** Begin RECORDED INFORMATION **

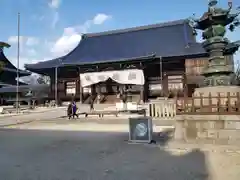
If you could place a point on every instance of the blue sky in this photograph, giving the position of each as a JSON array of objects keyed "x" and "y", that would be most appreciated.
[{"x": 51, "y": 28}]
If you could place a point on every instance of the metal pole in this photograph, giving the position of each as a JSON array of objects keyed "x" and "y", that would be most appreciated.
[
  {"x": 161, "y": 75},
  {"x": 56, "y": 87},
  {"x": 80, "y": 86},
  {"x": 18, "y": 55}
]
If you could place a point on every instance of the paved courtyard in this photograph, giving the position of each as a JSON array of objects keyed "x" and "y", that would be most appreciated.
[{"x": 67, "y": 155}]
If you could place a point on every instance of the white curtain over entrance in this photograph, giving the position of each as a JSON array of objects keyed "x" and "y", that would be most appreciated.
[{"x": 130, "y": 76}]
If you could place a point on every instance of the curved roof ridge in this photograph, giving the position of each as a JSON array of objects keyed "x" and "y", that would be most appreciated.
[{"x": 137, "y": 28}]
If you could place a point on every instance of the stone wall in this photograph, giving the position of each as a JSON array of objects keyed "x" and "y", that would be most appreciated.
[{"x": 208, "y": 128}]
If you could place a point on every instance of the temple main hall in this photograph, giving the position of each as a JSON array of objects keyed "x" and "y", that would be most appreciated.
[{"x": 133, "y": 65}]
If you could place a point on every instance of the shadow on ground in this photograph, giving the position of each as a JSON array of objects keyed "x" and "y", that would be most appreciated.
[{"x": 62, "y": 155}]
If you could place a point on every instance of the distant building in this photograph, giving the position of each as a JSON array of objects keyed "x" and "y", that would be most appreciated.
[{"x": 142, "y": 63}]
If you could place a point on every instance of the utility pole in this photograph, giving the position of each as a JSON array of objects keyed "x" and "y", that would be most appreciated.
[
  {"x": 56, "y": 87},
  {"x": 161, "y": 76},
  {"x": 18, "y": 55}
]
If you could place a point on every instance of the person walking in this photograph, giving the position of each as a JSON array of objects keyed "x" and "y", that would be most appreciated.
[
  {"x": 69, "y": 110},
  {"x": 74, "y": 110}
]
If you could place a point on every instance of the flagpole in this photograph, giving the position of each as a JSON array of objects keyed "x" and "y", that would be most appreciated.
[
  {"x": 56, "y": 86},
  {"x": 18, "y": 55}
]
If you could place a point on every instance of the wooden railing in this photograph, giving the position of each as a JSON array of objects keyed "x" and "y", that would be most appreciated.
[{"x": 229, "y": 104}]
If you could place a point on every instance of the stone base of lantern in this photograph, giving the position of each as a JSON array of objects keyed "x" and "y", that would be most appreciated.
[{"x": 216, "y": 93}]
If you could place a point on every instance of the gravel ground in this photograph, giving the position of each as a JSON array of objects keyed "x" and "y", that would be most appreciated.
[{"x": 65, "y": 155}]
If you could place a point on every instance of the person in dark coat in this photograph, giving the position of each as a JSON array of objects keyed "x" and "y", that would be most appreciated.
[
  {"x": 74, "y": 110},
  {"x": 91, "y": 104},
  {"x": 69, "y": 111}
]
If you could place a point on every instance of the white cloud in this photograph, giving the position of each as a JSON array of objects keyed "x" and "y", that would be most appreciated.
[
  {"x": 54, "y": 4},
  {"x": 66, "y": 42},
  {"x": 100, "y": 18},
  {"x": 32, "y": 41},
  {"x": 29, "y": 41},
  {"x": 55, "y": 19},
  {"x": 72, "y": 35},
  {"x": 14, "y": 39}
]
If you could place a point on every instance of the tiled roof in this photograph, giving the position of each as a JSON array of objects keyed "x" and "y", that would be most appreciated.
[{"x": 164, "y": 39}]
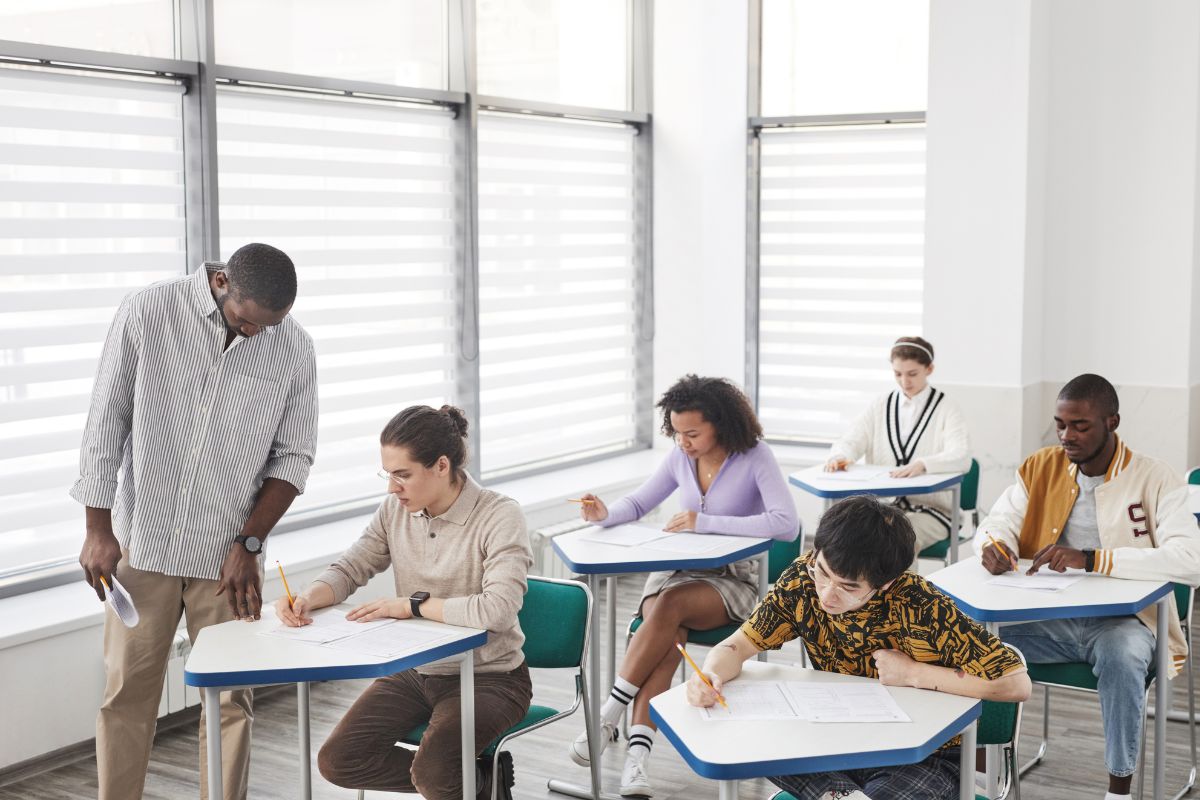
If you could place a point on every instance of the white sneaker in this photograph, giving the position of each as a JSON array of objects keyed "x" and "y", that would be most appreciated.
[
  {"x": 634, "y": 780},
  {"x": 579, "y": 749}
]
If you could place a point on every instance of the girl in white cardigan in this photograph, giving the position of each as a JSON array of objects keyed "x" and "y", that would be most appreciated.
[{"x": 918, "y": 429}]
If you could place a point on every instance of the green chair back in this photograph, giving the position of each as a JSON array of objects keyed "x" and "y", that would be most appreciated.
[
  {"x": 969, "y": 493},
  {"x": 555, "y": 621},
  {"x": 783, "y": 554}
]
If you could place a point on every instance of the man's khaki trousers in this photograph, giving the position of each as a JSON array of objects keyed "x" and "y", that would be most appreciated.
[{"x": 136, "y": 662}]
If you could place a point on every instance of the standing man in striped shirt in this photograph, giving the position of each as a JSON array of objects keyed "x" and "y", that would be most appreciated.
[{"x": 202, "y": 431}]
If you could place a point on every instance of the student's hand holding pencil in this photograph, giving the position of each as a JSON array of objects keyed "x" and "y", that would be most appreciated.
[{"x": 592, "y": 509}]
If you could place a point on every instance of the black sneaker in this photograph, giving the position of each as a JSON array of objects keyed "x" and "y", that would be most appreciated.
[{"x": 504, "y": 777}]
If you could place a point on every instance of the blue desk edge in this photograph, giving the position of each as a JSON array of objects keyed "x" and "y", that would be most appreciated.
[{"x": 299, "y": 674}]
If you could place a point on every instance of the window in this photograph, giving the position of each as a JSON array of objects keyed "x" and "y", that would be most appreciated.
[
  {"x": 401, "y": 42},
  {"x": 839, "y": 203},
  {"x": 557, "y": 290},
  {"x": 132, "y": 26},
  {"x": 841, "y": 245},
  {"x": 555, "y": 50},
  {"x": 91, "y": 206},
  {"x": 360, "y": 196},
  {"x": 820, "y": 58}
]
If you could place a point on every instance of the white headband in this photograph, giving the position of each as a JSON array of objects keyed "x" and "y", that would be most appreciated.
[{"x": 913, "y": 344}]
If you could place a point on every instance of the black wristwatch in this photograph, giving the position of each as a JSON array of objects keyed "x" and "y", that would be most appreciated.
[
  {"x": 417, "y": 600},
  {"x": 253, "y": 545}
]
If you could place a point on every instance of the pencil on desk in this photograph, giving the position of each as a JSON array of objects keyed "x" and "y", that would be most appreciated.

** End RECORDED INFORMATION **

**WHAT IS NEEDED**
Starting from the line with "of the student's" and ending with the final line of the data, quote every line exactly, both ends included.

**SOLUTION**
If you could place a point on every instance of the student's hand holding pencil in this photograph, giving the position of each as a JSON array of objects keyed "x" and "y", that would be most appreciated.
[{"x": 592, "y": 509}]
If you could place a point on every instance of the black sneaker in this photograph, giving the position of each as a JSON array of objects keyed "x" and "y", that would be most appreciated.
[{"x": 504, "y": 777}]
If you could place a point on every instance of the blue desk edge in this photograph, giving the position of each as a JSON array of objects keyed "x" and "y", that would be most appreciated.
[{"x": 299, "y": 674}]
If you could place a point on every instance of the window in this photograph, giving the position of each as a JSON array of objects keyed "x" and "y", that would be most appreciated.
[
  {"x": 401, "y": 42},
  {"x": 839, "y": 203},
  {"x": 557, "y": 290},
  {"x": 132, "y": 26},
  {"x": 841, "y": 245},
  {"x": 555, "y": 50},
  {"x": 91, "y": 206},
  {"x": 360, "y": 196},
  {"x": 820, "y": 58}
]
If you could place a point on every instance of the white headband in this photograph, giving the position of each as a JSON array of objects keyed "x" and "y", that would be most appreciated.
[{"x": 913, "y": 344}]
If you could place a point on every instance of the black wristwatch in this photograph, giving the position of each as a JSON array of objects keyed "x" and "y", that would be most appreciated.
[
  {"x": 417, "y": 600},
  {"x": 253, "y": 545}
]
If you could place a point on every instance of the pencil on desk in this photograph, giving the position of each as a JSON array of objects keyed "x" and "y", that would be most appreciated.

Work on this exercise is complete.